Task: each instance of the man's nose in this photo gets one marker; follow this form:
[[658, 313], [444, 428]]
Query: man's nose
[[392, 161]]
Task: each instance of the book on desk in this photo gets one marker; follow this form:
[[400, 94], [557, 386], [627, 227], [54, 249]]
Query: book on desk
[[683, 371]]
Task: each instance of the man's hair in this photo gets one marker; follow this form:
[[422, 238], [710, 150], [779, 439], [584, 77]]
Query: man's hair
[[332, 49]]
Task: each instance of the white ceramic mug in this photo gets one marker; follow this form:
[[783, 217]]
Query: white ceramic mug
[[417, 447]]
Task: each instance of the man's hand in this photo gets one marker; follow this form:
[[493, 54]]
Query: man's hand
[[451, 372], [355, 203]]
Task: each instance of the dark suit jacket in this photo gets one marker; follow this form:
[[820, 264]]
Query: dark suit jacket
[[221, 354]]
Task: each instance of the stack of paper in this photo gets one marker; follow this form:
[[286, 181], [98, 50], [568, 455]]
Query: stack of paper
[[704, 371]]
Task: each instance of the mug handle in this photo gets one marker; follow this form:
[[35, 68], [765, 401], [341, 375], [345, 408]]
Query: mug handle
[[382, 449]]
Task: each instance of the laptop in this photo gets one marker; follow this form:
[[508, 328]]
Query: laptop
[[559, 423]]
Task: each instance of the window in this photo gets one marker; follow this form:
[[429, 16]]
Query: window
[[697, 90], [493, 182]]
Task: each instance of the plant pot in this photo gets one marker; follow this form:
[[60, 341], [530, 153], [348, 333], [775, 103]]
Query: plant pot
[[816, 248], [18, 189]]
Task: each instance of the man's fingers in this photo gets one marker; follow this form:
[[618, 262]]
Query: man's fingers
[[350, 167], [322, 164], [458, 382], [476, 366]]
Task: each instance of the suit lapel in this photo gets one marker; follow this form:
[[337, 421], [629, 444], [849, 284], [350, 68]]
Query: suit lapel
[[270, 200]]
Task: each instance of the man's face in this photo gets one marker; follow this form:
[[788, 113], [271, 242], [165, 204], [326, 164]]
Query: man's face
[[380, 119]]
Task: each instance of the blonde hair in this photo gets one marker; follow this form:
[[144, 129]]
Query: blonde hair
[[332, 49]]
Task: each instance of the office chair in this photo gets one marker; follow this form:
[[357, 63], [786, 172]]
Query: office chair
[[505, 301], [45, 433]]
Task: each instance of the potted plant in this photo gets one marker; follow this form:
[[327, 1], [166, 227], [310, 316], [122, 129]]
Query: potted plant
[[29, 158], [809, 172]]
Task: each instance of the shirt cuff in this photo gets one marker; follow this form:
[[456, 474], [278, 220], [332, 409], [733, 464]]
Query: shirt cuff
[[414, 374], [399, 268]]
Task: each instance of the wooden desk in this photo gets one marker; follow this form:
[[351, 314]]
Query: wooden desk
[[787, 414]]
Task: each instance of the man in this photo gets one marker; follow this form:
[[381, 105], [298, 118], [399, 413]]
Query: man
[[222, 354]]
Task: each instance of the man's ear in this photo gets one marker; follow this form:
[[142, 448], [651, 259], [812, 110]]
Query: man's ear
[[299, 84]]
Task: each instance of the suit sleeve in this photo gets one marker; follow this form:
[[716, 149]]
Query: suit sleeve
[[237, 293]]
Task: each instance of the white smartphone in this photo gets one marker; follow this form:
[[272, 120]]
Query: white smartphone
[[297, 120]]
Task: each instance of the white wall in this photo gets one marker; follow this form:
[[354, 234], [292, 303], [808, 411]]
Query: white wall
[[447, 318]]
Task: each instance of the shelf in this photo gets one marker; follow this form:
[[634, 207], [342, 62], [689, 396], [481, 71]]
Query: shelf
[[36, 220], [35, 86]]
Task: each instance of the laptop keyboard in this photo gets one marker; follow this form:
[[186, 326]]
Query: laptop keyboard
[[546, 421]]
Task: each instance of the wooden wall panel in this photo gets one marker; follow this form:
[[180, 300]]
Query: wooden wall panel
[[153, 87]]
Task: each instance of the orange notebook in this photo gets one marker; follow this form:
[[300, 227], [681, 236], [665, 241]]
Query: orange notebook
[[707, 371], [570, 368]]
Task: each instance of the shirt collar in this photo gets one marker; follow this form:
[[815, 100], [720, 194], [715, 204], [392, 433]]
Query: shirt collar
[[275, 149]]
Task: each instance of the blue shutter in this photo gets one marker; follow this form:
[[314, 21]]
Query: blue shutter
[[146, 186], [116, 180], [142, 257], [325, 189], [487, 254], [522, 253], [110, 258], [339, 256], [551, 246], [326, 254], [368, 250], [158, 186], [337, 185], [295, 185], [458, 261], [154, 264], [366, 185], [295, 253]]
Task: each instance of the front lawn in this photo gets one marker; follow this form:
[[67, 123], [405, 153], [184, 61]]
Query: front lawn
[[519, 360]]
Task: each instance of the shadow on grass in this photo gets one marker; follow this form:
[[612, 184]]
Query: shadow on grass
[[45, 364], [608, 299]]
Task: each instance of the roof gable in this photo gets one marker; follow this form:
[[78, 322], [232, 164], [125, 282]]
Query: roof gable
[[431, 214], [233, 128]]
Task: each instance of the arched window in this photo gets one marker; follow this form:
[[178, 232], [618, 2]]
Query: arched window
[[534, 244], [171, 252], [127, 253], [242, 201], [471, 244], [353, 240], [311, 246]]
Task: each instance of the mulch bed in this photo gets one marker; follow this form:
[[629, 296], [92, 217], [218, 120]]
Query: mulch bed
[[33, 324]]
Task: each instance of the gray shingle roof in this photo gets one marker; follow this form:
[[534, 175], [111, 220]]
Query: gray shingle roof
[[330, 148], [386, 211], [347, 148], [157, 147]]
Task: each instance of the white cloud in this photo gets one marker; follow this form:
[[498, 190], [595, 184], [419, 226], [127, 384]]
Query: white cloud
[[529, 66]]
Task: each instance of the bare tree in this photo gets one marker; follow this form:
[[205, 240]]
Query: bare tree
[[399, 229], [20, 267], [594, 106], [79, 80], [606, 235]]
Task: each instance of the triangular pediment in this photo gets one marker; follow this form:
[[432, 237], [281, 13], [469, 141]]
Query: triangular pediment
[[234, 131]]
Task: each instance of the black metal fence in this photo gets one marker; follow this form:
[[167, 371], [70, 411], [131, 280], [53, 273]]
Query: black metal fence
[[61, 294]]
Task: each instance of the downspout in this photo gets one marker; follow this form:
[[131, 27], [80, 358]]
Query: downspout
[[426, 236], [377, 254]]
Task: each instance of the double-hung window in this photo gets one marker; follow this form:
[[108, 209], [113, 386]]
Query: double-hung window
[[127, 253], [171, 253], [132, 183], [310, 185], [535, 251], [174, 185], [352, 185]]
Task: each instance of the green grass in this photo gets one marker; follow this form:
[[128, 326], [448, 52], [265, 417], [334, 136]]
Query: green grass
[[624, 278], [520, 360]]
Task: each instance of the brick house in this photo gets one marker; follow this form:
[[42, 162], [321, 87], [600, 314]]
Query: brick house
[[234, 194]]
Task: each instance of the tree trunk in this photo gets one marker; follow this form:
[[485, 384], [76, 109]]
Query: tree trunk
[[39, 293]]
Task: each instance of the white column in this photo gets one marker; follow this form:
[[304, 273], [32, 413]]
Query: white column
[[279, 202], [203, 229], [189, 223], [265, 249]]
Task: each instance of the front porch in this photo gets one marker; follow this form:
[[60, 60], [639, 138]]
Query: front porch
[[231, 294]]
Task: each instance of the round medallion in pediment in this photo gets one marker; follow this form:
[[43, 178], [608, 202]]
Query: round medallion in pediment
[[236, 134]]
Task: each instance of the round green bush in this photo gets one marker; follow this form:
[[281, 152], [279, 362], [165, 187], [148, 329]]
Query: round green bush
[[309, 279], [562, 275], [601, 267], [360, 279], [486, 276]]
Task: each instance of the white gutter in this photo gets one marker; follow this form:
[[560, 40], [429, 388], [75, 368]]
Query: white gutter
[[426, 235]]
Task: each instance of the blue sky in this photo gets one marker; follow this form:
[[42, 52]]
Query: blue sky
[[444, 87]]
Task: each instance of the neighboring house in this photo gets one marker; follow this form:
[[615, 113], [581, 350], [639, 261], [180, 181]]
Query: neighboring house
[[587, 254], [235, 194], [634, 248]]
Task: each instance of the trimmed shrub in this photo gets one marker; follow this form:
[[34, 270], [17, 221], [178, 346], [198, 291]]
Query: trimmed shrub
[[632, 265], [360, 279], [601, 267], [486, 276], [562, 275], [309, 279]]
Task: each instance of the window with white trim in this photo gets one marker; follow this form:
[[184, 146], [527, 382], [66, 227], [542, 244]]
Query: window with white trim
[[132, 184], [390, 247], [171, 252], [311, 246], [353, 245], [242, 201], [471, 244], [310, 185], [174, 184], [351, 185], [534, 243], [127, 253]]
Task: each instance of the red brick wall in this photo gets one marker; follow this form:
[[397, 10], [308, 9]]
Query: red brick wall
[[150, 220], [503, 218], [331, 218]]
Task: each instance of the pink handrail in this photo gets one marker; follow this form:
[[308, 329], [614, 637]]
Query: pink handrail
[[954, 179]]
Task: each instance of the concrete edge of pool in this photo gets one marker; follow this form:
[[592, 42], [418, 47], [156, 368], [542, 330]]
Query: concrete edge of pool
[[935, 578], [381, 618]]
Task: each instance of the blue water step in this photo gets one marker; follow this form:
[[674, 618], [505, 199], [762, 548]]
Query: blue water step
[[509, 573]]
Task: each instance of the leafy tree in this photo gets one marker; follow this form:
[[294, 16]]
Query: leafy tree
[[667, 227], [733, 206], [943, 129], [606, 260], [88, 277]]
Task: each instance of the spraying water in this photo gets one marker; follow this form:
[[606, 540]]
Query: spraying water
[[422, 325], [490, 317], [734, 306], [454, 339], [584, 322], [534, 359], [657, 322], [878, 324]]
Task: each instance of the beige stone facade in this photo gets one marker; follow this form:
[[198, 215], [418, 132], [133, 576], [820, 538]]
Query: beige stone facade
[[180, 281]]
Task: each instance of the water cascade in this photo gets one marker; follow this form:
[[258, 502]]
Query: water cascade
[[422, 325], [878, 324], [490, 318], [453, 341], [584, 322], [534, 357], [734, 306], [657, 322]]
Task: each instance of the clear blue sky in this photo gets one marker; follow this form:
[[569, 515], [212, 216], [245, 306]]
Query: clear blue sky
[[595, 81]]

_ _ _ _

• [Problem statement] The lines from the one with "Query: leafy tree" through the final line of the data are to be reproduced exactly, both included, with no other lines.

• [Solution]
Query: leafy tree
[[667, 227], [733, 206], [943, 129], [606, 260], [88, 277]]
Task: each instance of the spraying water in this photo gets one marker; follow this form:
[[606, 540]]
Query: spraying water
[[422, 325], [490, 317], [734, 306], [454, 339], [584, 322], [534, 359], [657, 322], [878, 324]]
Task: each instance of the beige stone facade in this photo gets one marker; follow this form:
[[198, 215], [418, 132], [133, 576], [820, 538]]
Query: beige stone facade
[[180, 281]]
Task: each instance of the water cascade in this photo gets one marker; follow this form:
[[258, 502]]
Query: water cascade
[[422, 325], [878, 324], [490, 318], [453, 341], [584, 322], [534, 357], [734, 306], [657, 322]]
Task: each instance of the clear blue sky in this photo gets one marker; follow this form:
[[569, 515], [212, 216], [245, 306]]
Query: clear blue sky
[[595, 81]]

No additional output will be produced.